-- Begin --

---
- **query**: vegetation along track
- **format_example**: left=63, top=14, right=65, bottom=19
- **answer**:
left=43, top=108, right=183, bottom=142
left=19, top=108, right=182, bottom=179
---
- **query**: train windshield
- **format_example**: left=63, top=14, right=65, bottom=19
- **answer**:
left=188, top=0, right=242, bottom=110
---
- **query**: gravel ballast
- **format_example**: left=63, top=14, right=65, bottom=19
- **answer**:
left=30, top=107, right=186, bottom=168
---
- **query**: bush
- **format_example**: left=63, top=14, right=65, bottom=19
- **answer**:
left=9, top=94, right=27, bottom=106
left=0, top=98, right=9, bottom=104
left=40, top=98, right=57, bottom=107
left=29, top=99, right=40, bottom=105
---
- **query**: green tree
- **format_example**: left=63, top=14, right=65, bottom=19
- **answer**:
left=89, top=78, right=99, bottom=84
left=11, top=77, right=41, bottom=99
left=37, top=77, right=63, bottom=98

-- End --

## Prompt
Pick out every line of the listing that contains the string "query", matching case exactly.

## Expected answer
- **query**: vegetation along track
- **query**: train windshield
- **query**: gravel ballast
- **query**: bush
- **query**: green tree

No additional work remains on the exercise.